TO DO:
Copy every line of the material below exactly, without changing anything.

Bounding box annotation entries:
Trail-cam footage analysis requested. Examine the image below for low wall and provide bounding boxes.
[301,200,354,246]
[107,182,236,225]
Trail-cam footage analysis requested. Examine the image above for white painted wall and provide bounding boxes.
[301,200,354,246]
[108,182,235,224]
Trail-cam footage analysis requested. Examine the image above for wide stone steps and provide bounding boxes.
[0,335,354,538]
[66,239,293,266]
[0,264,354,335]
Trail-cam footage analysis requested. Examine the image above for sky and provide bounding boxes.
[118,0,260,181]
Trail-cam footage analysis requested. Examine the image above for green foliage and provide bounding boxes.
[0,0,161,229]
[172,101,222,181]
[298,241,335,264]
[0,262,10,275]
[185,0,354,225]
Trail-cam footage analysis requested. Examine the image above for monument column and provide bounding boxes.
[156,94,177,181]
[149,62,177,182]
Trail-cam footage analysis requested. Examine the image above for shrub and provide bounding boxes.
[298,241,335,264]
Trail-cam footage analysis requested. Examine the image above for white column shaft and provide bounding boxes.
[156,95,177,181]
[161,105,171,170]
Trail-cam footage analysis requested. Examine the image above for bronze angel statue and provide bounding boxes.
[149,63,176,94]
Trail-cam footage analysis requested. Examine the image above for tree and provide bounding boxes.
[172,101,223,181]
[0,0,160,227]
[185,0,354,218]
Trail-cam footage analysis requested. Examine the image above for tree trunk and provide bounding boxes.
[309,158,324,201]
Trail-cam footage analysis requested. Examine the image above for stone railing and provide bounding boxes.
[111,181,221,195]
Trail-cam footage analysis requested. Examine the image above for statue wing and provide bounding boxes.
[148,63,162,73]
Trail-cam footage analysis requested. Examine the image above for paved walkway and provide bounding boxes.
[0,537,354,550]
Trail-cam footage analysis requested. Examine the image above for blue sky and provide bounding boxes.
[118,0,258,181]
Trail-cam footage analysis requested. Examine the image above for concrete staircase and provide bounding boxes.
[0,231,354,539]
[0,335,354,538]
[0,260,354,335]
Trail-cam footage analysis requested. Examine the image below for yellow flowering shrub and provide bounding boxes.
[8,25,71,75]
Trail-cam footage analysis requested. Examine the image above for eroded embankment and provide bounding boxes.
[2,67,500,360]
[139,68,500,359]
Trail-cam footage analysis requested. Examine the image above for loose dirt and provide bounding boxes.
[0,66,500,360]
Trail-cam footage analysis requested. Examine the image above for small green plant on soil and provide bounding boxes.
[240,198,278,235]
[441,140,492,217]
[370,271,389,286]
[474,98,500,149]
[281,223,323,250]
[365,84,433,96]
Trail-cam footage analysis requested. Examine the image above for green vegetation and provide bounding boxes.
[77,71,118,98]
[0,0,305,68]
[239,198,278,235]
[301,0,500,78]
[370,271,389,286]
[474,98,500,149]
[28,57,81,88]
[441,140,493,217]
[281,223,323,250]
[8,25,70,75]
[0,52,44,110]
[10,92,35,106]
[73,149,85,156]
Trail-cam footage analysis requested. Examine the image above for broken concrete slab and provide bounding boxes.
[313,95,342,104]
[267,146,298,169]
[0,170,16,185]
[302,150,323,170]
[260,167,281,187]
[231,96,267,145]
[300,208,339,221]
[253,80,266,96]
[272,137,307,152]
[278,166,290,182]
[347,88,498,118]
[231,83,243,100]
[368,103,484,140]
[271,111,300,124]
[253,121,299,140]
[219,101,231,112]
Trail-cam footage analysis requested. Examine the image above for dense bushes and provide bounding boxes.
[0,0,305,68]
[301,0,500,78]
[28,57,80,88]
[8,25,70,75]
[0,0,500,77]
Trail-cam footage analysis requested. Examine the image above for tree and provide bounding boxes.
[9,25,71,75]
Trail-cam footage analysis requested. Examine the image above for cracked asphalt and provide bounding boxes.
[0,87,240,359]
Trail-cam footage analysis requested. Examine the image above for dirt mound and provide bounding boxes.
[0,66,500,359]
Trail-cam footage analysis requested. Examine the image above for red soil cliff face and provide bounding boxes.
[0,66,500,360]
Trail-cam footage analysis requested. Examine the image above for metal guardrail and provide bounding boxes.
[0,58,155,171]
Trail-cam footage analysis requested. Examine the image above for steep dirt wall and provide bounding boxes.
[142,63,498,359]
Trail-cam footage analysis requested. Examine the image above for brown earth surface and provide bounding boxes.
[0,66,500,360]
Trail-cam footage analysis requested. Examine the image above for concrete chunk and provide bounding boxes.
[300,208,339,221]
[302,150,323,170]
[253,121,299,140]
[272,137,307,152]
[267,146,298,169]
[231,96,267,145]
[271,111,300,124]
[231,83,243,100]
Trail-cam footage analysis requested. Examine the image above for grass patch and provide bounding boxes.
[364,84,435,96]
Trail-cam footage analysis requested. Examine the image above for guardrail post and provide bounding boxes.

THE OUTPUT:
Trail-cam footage analysis requested. Examine the image below for low wall and provide bounding boxes.
[301,200,354,246]
[107,182,236,225]
Trail-cam footage analysis requested. Examine the image above for white painted wall and provide bounding boxes.
[301,200,354,246]
[108,182,235,224]
Trail-cam footage analysis requested. Examine the image above for wide stone steps and provide bounding boxes.
[0,335,354,538]
[66,239,293,266]
[0,264,354,335]
Trail-cam footage analysis requested. Examine the image above for sky and provide bounding boxes.
[118,0,260,181]
Trail-cam footage analysis requested. Examine the image above for green foliage and provide bounding boxes.
[0,0,161,229]
[172,101,222,181]
[298,241,335,264]
[0,262,10,275]
[185,0,354,225]
Trail-cam footage analysis requested. Examine the image above for monument column and provide bounding boxes.
[156,94,177,181]
[149,62,177,182]
Trail-cam footage analysis requested. Examine the image above for shrub and provide bounding boxes.
[298,241,335,264]
Trail-cam footage analysis requested. Examine the image above for white column shaft and provide bounding boxes.
[156,95,177,181]
[161,105,171,170]
Trail-cam footage analysis requested. Examine the image above for bronze angel statue and provide bounding boxes.
[149,63,176,94]
Trail-cam footage analysis requested. Examine the image above for tree and provide bounding boxes.
[172,101,223,181]
[0,0,160,227]
[185,0,354,218]
Trail-cam footage analysis requested. Examine the image above for tree trunk and provide bounding boxes.
[309,158,324,201]
Trail-cam footage analysis requested. Examine the image above for stone railing and provide bounding boxes.
[111,181,221,195]
Trail-cam footage analysis requested. Examine the image above for statue wing and provide bounding boxes.
[148,63,162,73]
Trail-cam footage analysis requested. Examine the image above for paved walkway and provide bounding boxes.
[0,537,354,550]
Trail-cam footage analysis requested. Examine the image above for blue sky and provide bounding boxes.
[118,0,258,181]
Trail-cam footage analysis requested. Examine the image above for concrete staircase and provide bounding boxes.
[0,231,354,539]
[0,335,354,538]
[0,260,354,335]
Trail-cam footage analysis requested. Examine the image below for yellow flowering shrub and provide bounding boxes.
[8,25,71,75]
Trail-cam footage analysis requested. Examine the image above for eroded embankment and provide bounding boxes.
[2,67,500,360]
[139,68,500,359]
Trail-cam footage analysis requested. Examine the image above for loose dirt and provide bounding boxes.
[0,66,500,360]
Trail-cam footage analysis requested. Examine the image above for small green plant on soil and provide bounding boxes.
[240,198,278,235]
[441,140,492,217]
[370,271,389,286]
[474,98,500,149]
[281,223,323,250]
[365,84,433,96]
Trail-cam footage analysis requested. Examine the image above for green vegetation and provide bounding boxes.
[77,71,118,98]
[0,0,305,68]
[239,198,278,235]
[301,0,500,78]
[370,271,389,286]
[474,98,500,149]
[28,57,81,88]
[441,140,493,217]
[281,223,323,250]
[8,25,70,75]
[0,52,44,110]
[10,92,35,106]
[73,149,85,156]
Trail-cam footage analysis requested. Examine the image above for broken concrete slab and provide bounding boxes.
[313,95,342,104]
[267,146,298,169]
[0,170,16,185]
[302,150,323,170]
[260,167,281,187]
[231,96,267,145]
[300,208,339,221]
[253,80,266,96]
[272,137,307,152]
[278,166,290,182]
[347,88,498,118]
[231,83,243,100]
[368,103,484,140]
[271,111,300,124]
[253,121,299,140]
[219,101,231,112]
Trail-cam footage analysis requested. Examine the image above for dense bushes and provide bounding boxes.
[0,0,305,68]
[301,0,500,78]
[28,57,80,88]
[8,25,70,75]
[0,0,500,77]
Trail-cam footage analysis requested. Examine the image above for tree and provide bounding boxes.
[9,25,71,75]
Trail-cam footage analysis requested. Examine the image above for cracked asphalt and provide bounding boxes.
[0,87,240,359]
Trail-cam footage analysis requested. Examine the image above for dirt mound and provide bounding boxes.
[0,66,500,359]
Trail-cam footage analysis requested. Examine the image above for red soil cliff face and provide bounding boxes.
[0,66,500,360]
Trail-cam footage analysis requested. Examine the image above for metal guardrail and provide bounding boxes.
[0,58,155,171]
Trail-cam footage analysis requested. Examine the image above for steep dirt wall and provide bounding boxes.
[142,63,498,359]
Trail-cam footage analysis requested. Examine the image above for brown earth surface and provide bounding boxes.
[0,66,500,360]
Trail-cam footage analysis requested. Examine the image above for concrete chunk and provide bounding boxes.
[300,208,339,221]
[302,150,323,170]
[253,121,299,140]
[272,137,307,152]
[267,146,298,169]
[231,96,267,145]
[271,111,300,124]
[231,83,243,100]
Trail-cam footage analysis requested. Examine the image above for grass patch and provide bounding boxes.
[364,84,435,96]
Trail-cam footage analysis requested. Examine the image above for guardrail post and provide bounding boxes.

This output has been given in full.